■ Assigned task
Retype only the lines below from the one with "output point(216, 92)" to the one with "Target: metal post", inclusive, skipping every image.

■ Data extract
■ ■ ■ ■
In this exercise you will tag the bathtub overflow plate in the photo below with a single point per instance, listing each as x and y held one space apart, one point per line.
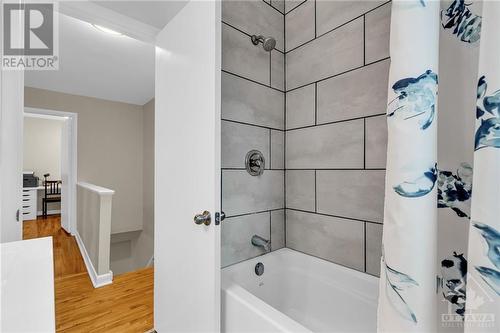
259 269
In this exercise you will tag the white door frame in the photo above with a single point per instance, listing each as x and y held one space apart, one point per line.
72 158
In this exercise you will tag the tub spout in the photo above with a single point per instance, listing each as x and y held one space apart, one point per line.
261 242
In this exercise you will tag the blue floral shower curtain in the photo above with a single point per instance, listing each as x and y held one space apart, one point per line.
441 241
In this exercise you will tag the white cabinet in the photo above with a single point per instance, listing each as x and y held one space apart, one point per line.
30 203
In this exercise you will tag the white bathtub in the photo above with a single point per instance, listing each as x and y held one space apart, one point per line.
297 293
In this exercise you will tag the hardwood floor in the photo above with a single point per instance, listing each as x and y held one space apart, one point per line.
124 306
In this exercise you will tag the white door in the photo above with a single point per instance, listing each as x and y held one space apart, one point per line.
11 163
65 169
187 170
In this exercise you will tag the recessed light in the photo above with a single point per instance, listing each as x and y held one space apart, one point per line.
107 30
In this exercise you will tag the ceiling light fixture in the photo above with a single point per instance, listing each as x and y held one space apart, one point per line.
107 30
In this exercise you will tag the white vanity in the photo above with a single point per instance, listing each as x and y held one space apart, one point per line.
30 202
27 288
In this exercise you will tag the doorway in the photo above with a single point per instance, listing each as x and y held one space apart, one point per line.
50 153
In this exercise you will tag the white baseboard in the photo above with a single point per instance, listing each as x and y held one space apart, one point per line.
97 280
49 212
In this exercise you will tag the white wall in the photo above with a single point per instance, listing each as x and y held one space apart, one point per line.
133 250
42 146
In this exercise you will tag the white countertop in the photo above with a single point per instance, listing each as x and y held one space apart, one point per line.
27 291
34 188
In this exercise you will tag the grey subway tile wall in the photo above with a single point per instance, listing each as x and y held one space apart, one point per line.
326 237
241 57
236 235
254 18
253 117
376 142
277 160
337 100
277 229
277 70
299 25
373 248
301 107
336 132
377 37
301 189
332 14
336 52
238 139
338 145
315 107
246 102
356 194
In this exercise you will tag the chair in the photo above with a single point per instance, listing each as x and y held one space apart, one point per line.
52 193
■ ■ ■ ■
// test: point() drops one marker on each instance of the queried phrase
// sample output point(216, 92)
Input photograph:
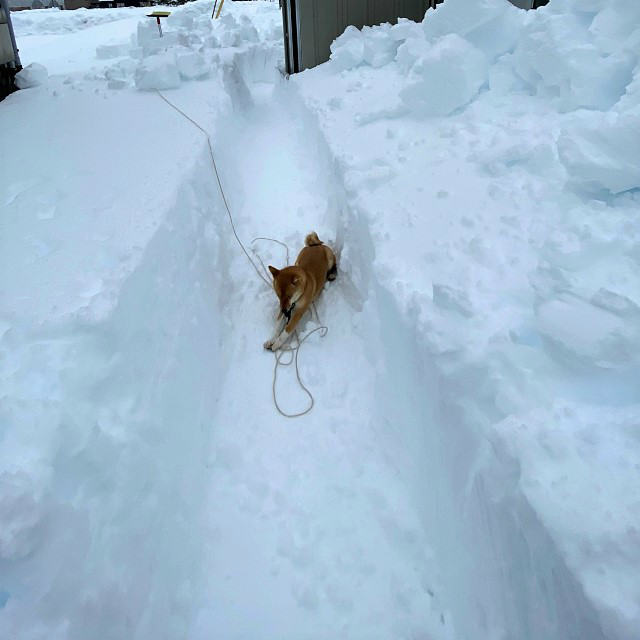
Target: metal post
■ ■ ■ ■
■ Result of this exercise
// sample output point(216, 92)
Input photograph:
Target: metal post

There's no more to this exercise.